Goal:
Set down every one of the records below word for word, keeping each line unchanged.

Entries drawn from a collection:
- - -
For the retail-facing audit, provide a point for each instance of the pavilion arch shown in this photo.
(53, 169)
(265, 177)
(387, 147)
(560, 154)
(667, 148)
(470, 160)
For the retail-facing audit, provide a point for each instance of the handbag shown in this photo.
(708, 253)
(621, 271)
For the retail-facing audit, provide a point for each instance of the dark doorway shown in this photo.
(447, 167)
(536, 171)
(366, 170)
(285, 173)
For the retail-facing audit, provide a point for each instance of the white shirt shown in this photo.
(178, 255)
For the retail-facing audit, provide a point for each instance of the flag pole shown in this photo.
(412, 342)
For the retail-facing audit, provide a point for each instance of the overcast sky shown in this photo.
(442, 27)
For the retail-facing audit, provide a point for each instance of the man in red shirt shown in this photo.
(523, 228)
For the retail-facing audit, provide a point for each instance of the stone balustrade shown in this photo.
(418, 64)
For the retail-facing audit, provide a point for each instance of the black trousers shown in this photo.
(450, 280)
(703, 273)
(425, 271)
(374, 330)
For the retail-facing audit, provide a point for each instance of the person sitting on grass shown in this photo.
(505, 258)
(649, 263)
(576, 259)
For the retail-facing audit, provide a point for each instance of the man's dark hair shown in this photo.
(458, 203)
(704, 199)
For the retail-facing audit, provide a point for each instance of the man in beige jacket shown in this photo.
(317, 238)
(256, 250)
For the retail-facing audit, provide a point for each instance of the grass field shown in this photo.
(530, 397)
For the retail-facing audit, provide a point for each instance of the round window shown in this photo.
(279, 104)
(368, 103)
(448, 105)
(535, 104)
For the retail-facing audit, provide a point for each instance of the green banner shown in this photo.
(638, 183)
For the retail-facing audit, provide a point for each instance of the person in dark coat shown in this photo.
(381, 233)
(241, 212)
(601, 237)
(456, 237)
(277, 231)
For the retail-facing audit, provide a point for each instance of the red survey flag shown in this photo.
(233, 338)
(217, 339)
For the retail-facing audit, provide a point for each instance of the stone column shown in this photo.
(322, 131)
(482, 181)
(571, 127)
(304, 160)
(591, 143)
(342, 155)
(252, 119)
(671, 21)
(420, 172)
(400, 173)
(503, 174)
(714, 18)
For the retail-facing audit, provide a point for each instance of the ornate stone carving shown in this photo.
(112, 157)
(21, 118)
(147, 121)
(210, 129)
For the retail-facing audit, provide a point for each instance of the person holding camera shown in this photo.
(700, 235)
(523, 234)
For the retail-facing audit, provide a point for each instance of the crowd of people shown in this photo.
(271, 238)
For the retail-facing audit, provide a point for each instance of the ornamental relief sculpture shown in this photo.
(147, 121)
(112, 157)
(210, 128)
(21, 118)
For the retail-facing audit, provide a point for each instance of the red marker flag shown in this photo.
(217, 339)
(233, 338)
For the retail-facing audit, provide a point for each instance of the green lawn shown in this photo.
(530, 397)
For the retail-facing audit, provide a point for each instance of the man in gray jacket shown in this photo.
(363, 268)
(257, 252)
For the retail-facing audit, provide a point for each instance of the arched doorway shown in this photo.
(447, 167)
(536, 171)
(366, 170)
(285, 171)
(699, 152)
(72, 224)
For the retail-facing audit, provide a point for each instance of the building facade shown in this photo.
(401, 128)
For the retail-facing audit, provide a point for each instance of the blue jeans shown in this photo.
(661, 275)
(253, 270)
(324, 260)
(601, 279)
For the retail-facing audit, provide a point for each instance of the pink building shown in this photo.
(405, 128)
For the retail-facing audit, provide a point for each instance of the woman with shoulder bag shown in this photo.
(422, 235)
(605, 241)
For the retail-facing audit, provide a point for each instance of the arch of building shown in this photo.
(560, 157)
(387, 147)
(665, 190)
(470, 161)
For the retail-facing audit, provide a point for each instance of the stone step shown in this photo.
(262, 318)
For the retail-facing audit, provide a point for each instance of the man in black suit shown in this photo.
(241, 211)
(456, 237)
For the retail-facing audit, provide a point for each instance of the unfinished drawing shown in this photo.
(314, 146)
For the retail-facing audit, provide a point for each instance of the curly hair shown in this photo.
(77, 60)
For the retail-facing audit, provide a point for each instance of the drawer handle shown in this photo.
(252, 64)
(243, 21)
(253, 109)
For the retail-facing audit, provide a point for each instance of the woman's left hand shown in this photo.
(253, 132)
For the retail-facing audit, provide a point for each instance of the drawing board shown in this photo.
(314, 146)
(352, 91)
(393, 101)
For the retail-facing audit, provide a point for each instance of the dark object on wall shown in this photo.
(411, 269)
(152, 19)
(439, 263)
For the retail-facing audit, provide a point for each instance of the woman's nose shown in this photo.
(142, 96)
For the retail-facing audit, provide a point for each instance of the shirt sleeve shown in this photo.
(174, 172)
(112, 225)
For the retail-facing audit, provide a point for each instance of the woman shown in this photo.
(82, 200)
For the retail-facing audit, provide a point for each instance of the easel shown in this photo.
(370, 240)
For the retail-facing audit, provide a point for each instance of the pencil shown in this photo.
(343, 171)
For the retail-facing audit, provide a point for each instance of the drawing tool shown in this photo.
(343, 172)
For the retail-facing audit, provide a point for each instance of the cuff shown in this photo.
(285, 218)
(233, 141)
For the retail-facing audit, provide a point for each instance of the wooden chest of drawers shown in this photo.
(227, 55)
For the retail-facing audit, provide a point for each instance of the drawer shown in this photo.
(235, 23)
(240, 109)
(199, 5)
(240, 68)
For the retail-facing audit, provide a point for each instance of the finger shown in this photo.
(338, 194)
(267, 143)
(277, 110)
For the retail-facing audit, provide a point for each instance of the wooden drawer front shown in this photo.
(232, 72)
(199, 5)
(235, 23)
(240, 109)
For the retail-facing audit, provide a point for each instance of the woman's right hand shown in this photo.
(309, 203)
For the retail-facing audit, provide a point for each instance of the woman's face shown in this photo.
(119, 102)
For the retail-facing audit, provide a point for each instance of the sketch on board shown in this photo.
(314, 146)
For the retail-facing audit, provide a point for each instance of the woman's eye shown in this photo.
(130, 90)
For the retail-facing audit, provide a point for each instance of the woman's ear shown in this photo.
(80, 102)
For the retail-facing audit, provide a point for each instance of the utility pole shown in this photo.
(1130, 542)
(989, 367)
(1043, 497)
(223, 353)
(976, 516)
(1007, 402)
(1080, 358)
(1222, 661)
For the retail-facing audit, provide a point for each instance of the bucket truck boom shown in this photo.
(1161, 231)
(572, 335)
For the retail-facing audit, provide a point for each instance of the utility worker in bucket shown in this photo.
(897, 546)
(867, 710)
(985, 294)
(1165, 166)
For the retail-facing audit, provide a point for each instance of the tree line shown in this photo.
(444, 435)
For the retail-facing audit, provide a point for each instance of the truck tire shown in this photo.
- - -
Task solution:
For the retail-facing audit, provide a point for each instance of the pavilion arch shown in this photo.
(53, 169)
(265, 177)
(387, 147)
(560, 154)
(667, 148)
(470, 160)
For the retail-facing audit, provide a point for each instance of the handbag shown in this photo.
(708, 253)
(621, 271)
For the retail-facing audit, provide a point for each instance of the dark doorway shown in this photo.
(447, 167)
(536, 171)
(366, 170)
(285, 173)
For the retail-facing audit, provide a point for each instance of the white shirt shown in this photo.
(178, 255)
For the retail-facing audit, provide a point for each instance of the flag pole shown in this photo.
(412, 342)
For the retail-facing audit, provide a point for each instance of the overcast sky shown in this photo.
(442, 27)
For the retail-facing audit, provide a point for each instance of the man in red shirt shown in this photo.
(523, 228)
For the retail-facing audit, provide a point for each instance of the stone balustrade shown in this photo.
(418, 64)
For the retail-facing audit, provide a point for each instance of the black trousers shown in this photo.
(450, 280)
(703, 273)
(425, 271)
(374, 330)
For the retail-facing audit, provide a point for each instance of the person sitting on grass shown in this photo.
(505, 258)
(649, 263)
(576, 259)
For the retail-facing audit, provide a point for each instance of the man's dark hair shown in this photo.
(458, 203)
(704, 199)
For the retail-facing audit, provide a point for each instance of the man in beige jacket shown in this photo.
(317, 238)
(256, 250)
For the retail-facing audit, provide a point for each instance of the grass field shown in this photo.
(530, 397)
For the retail-facing audit, provide a point for each instance of the round window shown in this photo.
(279, 104)
(368, 103)
(448, 105)
(535, 104)
For the retail-facing audit, provide a point for each instance of the green banner shown in this photo.
(638, 183)
For the retail-facing audit, provide a point for each instance of the person in dark coat shown in this photo.
(381, 233)
(241, 212)
(601, 237)
(456, 237)
(277, 231)
For the retail-facing audit, provide a point for each instance of the red survey flag shown in this photo.
(233, 338)
(217, 339)
For the retail-facing audit, provide a point for each instance of the stone column shown in this photo.
(322, 131)
(482, 181)
(571, 127)
(304, 160)
(591, 143)
(342, 155)
(252, 119)
(671, 21)
(420, 172)
(400, 173)
(503, 174)
(714, 18)
For the retail-facing audit, provide a point for each instance of the ornate stone carving shown in this photo.
(112, 157)
(21, 118)
(147, 121)
(210, 129)
For the retail-facing audit, provide a point for each instance of the person holding camera shown in this photo.
(700, 235)
(523, 234)
For the retail-facing audit, provide a point for each instance of the crowd of people shown in this photo.
(271, 238)
For the retail-facing audit, provide a point for each instance of the ornamental relief sculpture shown in this photo.
(147, 121)
(112, 157)
(210, 128)
(21, 118)
For the retail-facing audit, provide a point for each instance of the red marker flag shown in this photo.
(217, 339)
(233, 338)
For the retail-facing audit, provide a point for each instance of the green lawn shown in this photo.
(530, 397)
For the retail-facing audit, provide a point for each instance of the man in gray jacket shown in this photo.
(363, 268)
(257, 252)
For the retail-facing audit, provide a point for each instance of the arched doorway shown in this photo.
(447, 167)
(536, 171)
(366, 170)
(285, 171)
(699, 152)
(72, 224)
For the retail-facing audit, provide a point for each instance of the building facade shown in this photo.
(401, 128)
For the retail-facing audit, provide a point for each instance of the blue jeans shown in this photo.
(661, 275)
(253, 270)
(324, 260)
(601, 279)
For the retail-facing audit, provide a point for each instance of the pink building shown in this photo.
(405, 128)
For the retail-facing audit, provide a point for each instance of the woman with shoulder bag shown in this photo.
(422, 235)
(605, 241)
For the retail-facing audit, provide a point for each instance of the arch of building shown in this photo.
(560, 157)
(387, 147)
(665, 190)
(470, 161)
For the retail-facing audit, provide a point for each instance of the stone step shown in this photo.
(262, 318)
For the retail-facing audit, provide a point for each instance of the man in black suit shown in this photo.
(241, 211)
(456, 237)
For the retail-facing audit, provide a point for each instance of the unfinished drawing shown in this photo.
(314, 146)
For the retail-facing audit, provide a point for each instance of the curly hair shown in this photo.
(77, 60)
For the retail-facing audit, provide a point for each instance of the drawer handle shown in this photo.
(252, 64)
(243, 21)
(253, 109)
For the retail-facing audit, provide a point for each instance of the woman's left hand shown in this photo.
(253, 132)
For the retail-facing audit, provide a point for each instance of the drawing board shown in this photo.
(314, 146)
(352, 91)
(393, 101)
For the retail-facing audit, provide a point for each instance of the dark object on wall shown in this photo.
(411, 269)
(152, 19)
(439, 263)
For the retail-facing audit, provide a point for each instance of the woman's nose shown in this photo.
(142, 96)
For the retail-facing audit, provide a point for each instance of the shirt sleeve shown in this photo.
(174, 172)
(112, 225)
For the retail-facing audit, provide a point for each instance of the woman shown in this photo.
(82, 200)
For the retail-facing audit, provide a point for each instance of the easel shown in this photo.
(370, 240)
For the retail-facing audit, provide a point for each instance of the pencil shown in this photo.
(343, 171)
For the retail-facing audit, provide a point for each instance of the drawing tool shown in this photo.
(343, 172)
For the retail-facing audit, provide a point for each instance of the cuff shown in this photo.
(285, 218)
(233, 141)
For the retail-facing audit, provide a point for each instance of the wooden chest of drawers shown in this photo.
(227, 55)
For the retail-facing audit, provide a point for each instance of the drawer shown in this photo.
(235, 23)
(240, 109)
(199, 5)
(240, 68)
For the retail-facing audit, provide a point for each instance of the finger shown in this photo.
(338, 194)
(267, 143)
(277, 110)
For the retail-facing audit, provide a point for each instance of the wooden drawer front shown in this photo.
(232, 72)
(199, 5)
(235, 23)
(240, 109)
For the retail-facing audit, provide a point for each instance of the woman's right hand shown in this photo.
(309, 203)
For the retail-facing audit, provide a point for each instance of the woman's face shown in this photo.
(119, 102)
For the retail-facing audit, provide a point for each instance of the sketch on board shown in this photo.
(314, 146)
For the retail-facing audit, provide a point for each instance of the woman's eye shown in this photo.
(130, 90)
For the retail-facing audit, provide a point for each instance of the woman's ear shown in this photo.
(80, 102)
For the retail-facing audit, provide a point for each instance of the utility pole shown in this photo.
(1130, 542)
(989, 367)
(1043, 497)
(223, 353)
(976, 516)
(1007, 402)
(1080, 358)
(1222, 661)
For the retail-facing audit, provide a point for each instance of the bucket truck boom shown in this photo.
(1161, 231)
(572, 335)
For the retail-facing audit, provide a point for each instance of the utility worker in bucket shown in this photo.
(897, 546)
(867, 710)
(985, 294)
(1165, 166)
For the retail-facing audit, provide a point for each instance of the tree line shown in this photo.
(444, 435)
For the retail-facing audit, provide a point for each instance of the truck tire shown in this photo.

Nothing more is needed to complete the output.